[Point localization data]
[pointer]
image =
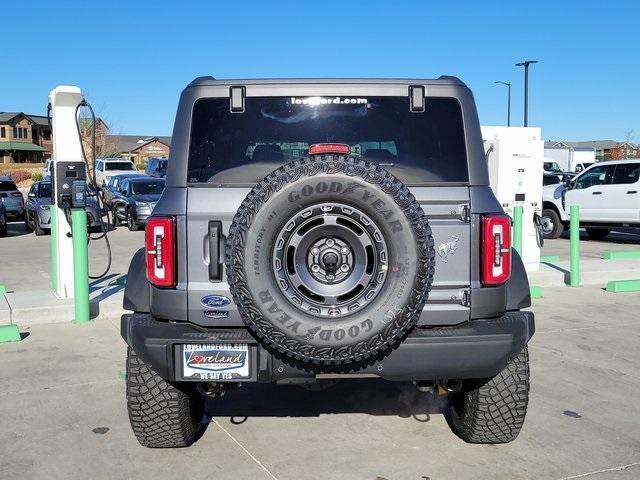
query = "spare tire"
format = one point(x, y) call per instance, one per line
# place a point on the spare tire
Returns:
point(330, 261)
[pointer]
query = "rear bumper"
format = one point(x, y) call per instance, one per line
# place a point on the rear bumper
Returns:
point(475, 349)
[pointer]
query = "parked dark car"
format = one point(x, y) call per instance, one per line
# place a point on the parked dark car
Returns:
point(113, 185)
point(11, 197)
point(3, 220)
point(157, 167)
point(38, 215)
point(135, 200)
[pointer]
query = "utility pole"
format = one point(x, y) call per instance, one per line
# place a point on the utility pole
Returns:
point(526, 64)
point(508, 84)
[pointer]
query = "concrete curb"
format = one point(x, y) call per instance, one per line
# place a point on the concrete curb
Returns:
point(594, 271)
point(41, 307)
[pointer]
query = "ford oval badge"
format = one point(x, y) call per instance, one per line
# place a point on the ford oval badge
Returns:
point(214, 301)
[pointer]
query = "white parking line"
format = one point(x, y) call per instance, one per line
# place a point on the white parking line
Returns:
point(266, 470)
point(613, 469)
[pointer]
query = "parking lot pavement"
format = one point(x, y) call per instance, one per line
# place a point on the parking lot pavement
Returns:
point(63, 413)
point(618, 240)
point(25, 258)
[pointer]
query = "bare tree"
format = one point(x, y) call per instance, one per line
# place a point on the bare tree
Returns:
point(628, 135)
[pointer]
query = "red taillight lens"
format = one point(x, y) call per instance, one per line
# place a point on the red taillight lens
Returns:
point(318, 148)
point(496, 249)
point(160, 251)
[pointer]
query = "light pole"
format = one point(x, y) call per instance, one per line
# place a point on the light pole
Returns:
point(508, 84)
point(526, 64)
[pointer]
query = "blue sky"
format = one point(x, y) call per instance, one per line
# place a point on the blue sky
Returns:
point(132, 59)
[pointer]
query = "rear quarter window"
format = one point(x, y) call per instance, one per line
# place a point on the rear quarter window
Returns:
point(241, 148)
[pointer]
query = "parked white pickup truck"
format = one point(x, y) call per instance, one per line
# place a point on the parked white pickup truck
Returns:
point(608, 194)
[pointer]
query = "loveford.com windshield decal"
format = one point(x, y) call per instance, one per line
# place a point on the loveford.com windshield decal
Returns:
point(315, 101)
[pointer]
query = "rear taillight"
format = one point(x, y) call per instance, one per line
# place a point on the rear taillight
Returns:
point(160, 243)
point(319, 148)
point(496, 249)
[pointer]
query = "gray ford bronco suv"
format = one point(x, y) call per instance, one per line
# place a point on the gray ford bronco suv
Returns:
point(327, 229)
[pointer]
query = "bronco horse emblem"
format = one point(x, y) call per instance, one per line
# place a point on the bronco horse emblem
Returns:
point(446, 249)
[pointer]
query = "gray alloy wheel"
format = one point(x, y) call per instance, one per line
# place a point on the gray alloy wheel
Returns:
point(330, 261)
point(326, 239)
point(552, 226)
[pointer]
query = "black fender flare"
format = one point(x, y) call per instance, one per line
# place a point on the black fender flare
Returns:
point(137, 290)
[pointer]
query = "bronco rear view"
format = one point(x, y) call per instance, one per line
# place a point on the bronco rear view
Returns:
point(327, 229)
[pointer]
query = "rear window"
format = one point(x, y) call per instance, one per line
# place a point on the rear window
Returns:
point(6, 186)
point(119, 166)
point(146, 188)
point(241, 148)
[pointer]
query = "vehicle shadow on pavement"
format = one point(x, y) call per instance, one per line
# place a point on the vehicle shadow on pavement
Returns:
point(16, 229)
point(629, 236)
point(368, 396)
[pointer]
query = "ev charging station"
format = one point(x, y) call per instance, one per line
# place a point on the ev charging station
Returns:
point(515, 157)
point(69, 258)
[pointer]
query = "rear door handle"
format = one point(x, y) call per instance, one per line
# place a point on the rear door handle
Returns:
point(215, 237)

▶ [EXERCISE REQUIREMENTS]:
All of the entries must be reproduced exactly, with no pictures kept.

▶ [EXERCISE RESULT]:
[pointer]
image =
query = "spare tire"
format = one point(x, y) call per instance, one per line
# place a point on the spare tire
Returns:
point(330, 261)
[pointer]
query = "rear bumper"
format = one point(x, y) call per instance, one per line
# place a point on the rear bumper
Returns:
point(475, 349)
[pointer]
query = "parked dark car"
format = one point(x, y) call per instance, one per line
# place a point on the parked dark car
Returns:
point(113, 185)
point(11, 197)
point(3, 220)
point(157, 167)
point(38, 215)
point(135, 200)
[pointer]
query = "utility pole"
format = one point(x, y) call per instance, one per line
# place a point on the utility pole
Returns:
point(526, 64)
point(508, 84)
[pointer]
query = "concrete curb"
format = one point(x, y) call per instance, one per line
# place a point on the concrete curb
Returns:
point(594, 271)
point(41, 307)
[pointer]
query = "ford oval badge"
format = one point(x, y) call per instance, one per line
# place a point on the ford oval badge
Returns:
point(214, 301)
[pointer]
query = "white parking line"
format = one point(x, y) call per instance, one per line
# place a point on the white parking line
Returns:
point(266, 470)
point(613, 469)
[pointer]
query = "parking lot pavement"
format = one point(x, y) call per instance, one per line
# place a point on the parking lot pavement
Returns:
point(63, 413)
point(618, 240)
point(25, 258)
[pointer]
query = "bare tree"
format = one point(x, y) call per instance, one per line
# place a point on the bare tree
Returns:
point(628, 135)
[pointer]
query = "red taillight lens"
format = one point(x, y) call per instance, one per line
# place a point on the red taillight lens
Returns:
point(318, 148)
point(496, 249)
point(160, 251)
[pointer]
query = "light pole"
format = one point(x, y) call per instance, one per line
# place a point on the light pole
Returns:
point(508, 84)
point(526, 64)
[pointer]
query = "blue sky"
format = one point(x, y) call per instance, one per line
# place a point on the blue sky
Returns:
point(132, 59)
[pointer]
query = "rear quarter window"
format = one point(x, y) call per instance, one per line
# place a point on the rear quarter window
Returns:
point(241, 148)
[pointer]
query = "parked white pickup truck"
format = one point(x, y) call per instance, one per line
# place a point on the parked white pickup truck
Returns:
point(608, 194)
[pointer]
query = "loveford.com windshield decal"
format = one point(x, y) call per instance, one per line
# place a point on the loveford.com windshield decal
Returns:
point(315, 101)
[pointer]
query = "rear taillight"
format = one point(x, y) call per instance, one per line
# place a point on the rear taillight
Returns:
point(160, 243)
point(319, 148)
point(496, 249)
[pointer]
query = "gray ford bronco suv"
format = one point(x, y) call per instance, one per line
# place a point on the gray ford bronco suv
Returns:
point(327, 229)
[pointer]
query = "bronco horse emblem"
format = one point(x, y) call per instance, one per line
# place a point on the bronco horse emblem
Returns:
point(446, 249)
[pointer]
query = "gray alloy wheel"
format = one point(x, y) call per instance, one per line
# place a point on the gray alloy wheel
Returns:
point(330, 261)
point(326, 239)
point(552, 226)
[pointer]
query = "black fender flare"
format = one point(x, y) call per instance, one per line
# place a point on the black fender flare
Returns:
point(137, 290)
[pointer]
query = "bronco rear view"
format = one point(x, y) call per instance, one per line
# place a point on the bronco rear view
Returns:
point(327, 229)
[pointer]
query = "rear window"
format = one point(x, y) call per instance, one per line
# place a point on the rear window
Returns:
point(6, 186)
point(119, 166)
point(146, 188)
point(241, 148)
[pointer]
query = "vehicle shadow on pavement"
format = one point(x, y) call per instance, one per line
# place a point on the vehicle shadow on pavement
Returns:
point(16, 229)
point(629, 236)
point(368, 396)
[pointer]
query = "ev charging station"
format = one point(x, y) call per instance, one per line
# place a point on the ev charging station
Returns:
point(515, 157)
point(69, 258)
[pointer]
query = "rear door handle"
format = one point(x, y) call per instance, one per line
# place a point on the rear door handle
Returns:
point(215, 237)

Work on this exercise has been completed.